§ Exercise task
Pick out every line in the data below that contains the word "hand" and copy each of those lines in full.

§ Exercise inputs
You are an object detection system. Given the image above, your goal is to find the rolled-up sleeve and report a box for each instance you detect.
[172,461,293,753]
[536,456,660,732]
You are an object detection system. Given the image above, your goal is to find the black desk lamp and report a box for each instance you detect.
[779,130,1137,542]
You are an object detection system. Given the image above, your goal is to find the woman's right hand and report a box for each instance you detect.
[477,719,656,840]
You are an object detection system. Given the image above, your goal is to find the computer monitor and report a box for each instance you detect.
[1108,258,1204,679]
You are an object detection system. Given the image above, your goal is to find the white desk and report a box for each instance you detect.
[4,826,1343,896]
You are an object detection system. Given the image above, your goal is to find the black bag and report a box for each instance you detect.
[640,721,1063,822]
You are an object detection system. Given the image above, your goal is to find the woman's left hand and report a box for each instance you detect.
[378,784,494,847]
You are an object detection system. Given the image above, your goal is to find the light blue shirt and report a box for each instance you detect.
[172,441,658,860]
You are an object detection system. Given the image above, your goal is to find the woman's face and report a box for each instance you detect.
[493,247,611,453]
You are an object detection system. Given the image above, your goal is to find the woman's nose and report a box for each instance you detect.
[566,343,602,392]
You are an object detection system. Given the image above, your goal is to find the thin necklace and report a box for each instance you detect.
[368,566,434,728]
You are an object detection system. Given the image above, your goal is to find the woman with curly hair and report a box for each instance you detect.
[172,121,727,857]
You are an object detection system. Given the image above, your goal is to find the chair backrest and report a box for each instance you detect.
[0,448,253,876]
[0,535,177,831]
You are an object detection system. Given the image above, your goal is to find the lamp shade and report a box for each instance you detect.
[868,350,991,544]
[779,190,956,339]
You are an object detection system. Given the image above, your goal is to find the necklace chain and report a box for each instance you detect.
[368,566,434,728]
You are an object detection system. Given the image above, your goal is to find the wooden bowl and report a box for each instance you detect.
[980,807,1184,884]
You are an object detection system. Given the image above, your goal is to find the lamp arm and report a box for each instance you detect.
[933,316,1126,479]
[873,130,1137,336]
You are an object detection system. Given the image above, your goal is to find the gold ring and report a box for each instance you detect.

§ Exercise answer
You are an object detection system. Given the image above, your goal is to find the woman's right hand and report a box for each instance you detect.
You are an object detection system. Given the image above, your goal is to find the woman's left hand and report a box for each instance you detect.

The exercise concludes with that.